[Collected data]
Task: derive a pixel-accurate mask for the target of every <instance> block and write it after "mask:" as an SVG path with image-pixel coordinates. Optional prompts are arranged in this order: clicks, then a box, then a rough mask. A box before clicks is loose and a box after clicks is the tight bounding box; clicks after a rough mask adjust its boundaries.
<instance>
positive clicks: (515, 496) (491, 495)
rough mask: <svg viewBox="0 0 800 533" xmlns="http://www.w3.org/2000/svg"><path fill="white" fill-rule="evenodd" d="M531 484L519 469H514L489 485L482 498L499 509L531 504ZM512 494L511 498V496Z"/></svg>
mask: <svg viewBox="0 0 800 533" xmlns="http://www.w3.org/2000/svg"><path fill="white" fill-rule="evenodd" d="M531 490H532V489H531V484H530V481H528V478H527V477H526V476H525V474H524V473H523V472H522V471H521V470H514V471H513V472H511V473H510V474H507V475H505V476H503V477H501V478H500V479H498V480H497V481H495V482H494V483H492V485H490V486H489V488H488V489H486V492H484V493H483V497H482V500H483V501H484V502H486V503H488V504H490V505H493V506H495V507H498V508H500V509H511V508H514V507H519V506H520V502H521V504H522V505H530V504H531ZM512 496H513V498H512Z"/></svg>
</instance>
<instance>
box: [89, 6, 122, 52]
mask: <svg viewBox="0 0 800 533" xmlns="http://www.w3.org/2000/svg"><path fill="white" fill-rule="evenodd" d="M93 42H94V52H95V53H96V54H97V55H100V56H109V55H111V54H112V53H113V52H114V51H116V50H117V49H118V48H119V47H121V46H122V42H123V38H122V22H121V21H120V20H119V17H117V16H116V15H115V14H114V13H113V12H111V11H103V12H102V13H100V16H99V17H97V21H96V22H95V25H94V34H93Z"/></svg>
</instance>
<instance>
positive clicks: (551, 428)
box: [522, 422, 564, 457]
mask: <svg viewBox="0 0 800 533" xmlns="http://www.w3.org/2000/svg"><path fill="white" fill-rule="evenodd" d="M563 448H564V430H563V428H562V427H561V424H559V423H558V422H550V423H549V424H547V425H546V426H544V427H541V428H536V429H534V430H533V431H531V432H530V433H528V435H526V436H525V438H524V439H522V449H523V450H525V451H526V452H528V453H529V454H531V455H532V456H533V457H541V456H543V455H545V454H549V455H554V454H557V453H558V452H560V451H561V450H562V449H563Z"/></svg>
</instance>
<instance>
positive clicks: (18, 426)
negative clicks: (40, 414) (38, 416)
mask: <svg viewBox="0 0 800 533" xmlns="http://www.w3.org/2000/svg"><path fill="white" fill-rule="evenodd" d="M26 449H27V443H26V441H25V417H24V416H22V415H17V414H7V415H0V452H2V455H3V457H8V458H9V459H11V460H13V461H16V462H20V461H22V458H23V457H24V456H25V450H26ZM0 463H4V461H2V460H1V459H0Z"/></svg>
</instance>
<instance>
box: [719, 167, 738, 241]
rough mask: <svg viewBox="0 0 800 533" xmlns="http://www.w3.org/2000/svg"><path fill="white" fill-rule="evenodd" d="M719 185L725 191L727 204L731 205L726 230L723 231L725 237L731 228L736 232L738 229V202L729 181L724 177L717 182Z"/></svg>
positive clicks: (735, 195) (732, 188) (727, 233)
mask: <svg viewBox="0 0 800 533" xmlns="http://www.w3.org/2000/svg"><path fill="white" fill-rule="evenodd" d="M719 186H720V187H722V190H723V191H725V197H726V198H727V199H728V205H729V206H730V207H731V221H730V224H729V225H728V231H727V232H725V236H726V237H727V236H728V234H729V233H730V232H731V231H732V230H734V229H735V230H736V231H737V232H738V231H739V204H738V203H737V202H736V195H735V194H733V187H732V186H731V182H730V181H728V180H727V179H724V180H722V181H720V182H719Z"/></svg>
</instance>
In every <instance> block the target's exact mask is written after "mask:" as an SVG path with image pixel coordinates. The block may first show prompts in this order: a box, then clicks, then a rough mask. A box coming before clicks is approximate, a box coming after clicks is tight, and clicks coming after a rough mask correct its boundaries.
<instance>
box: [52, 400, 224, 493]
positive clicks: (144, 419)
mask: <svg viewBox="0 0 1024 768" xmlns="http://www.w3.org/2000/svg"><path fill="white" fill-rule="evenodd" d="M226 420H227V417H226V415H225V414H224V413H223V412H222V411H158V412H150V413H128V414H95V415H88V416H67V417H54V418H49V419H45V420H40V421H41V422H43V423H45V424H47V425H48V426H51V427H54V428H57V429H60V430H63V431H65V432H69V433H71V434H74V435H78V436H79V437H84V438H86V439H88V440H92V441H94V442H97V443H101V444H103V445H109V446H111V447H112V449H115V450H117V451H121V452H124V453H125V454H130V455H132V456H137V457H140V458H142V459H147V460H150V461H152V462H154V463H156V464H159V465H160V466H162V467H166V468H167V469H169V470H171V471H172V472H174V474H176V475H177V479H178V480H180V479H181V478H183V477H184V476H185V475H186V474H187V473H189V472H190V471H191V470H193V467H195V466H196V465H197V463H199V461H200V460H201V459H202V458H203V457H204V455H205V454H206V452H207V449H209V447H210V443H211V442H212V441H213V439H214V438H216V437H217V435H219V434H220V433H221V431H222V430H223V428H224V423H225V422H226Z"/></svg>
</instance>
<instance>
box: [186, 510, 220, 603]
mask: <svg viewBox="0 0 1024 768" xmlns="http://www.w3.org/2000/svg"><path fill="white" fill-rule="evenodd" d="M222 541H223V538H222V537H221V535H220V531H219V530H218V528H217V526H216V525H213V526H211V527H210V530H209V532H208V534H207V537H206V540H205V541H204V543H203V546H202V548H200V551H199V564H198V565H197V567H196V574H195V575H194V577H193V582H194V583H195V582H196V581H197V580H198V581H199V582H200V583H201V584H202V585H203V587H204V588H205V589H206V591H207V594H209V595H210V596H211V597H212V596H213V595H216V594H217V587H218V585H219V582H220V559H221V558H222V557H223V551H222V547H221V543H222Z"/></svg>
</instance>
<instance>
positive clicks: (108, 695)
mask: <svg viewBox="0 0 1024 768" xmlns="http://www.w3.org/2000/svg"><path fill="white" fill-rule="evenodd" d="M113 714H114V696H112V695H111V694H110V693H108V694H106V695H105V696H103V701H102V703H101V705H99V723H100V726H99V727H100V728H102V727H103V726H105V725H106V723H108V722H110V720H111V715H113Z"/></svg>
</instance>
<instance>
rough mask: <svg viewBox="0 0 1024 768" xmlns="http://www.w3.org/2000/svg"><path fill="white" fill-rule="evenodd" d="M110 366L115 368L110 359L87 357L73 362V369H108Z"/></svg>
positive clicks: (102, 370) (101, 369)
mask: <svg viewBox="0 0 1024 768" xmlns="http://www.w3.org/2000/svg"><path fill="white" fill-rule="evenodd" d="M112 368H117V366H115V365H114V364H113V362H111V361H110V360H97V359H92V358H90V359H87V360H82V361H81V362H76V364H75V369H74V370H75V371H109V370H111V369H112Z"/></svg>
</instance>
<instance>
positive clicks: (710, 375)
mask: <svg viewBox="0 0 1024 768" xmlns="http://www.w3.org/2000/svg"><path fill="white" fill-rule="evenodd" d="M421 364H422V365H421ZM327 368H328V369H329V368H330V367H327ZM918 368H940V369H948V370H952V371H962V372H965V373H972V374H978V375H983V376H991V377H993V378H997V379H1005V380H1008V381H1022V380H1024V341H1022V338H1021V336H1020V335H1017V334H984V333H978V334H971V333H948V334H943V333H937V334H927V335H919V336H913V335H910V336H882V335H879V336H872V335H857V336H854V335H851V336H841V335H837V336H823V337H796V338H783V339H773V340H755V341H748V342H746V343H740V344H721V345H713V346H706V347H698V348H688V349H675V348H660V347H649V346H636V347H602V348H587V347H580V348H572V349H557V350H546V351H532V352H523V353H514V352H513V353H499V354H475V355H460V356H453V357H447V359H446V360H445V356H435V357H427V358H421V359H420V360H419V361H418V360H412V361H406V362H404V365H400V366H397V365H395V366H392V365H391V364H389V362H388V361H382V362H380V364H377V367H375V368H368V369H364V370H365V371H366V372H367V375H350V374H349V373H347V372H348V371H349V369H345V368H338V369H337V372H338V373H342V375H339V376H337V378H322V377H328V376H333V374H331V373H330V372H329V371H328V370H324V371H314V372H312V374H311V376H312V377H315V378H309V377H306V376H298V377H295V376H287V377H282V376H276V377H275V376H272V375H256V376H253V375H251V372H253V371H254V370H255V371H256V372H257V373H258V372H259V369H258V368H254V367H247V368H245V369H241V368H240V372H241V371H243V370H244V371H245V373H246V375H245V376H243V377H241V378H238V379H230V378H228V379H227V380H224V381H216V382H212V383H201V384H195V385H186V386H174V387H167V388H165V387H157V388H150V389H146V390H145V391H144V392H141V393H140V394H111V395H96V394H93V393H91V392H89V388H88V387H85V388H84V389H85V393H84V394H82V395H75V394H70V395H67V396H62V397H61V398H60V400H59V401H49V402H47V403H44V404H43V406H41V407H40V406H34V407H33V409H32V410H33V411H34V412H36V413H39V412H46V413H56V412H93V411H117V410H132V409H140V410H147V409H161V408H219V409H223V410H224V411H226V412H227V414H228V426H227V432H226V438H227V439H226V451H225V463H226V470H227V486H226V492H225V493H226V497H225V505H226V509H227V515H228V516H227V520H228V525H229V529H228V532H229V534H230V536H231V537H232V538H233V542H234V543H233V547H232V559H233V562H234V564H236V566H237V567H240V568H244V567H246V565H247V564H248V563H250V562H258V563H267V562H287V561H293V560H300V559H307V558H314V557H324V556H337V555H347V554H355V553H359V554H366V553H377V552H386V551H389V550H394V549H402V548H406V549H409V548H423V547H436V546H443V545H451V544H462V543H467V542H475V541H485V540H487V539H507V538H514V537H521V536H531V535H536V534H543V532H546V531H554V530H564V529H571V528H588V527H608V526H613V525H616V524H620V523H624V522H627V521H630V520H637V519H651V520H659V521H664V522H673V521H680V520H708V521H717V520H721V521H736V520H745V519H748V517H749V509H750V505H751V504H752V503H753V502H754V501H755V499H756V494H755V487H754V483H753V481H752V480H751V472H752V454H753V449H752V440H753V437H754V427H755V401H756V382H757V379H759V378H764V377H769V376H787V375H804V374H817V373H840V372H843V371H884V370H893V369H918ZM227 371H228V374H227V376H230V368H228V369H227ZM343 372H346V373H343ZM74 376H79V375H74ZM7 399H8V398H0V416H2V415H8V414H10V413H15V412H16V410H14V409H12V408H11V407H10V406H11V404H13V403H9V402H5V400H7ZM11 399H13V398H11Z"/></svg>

Instructions for the task | Pick out every line of the listing above that contains the string "positive", matching case exactly.

Reply |
positive clicks: (515, 496) (491, 495)
positive clicks: (551, 428)
positive clicks: (18, 426)
positive clicks: (735, 195) (732, 188) (727, 233)
positive clicks: (144, 419)
positive clicks: (108, 695)
positive clicks: (102, 370) (101, 369)
positive clicks: (710, 375)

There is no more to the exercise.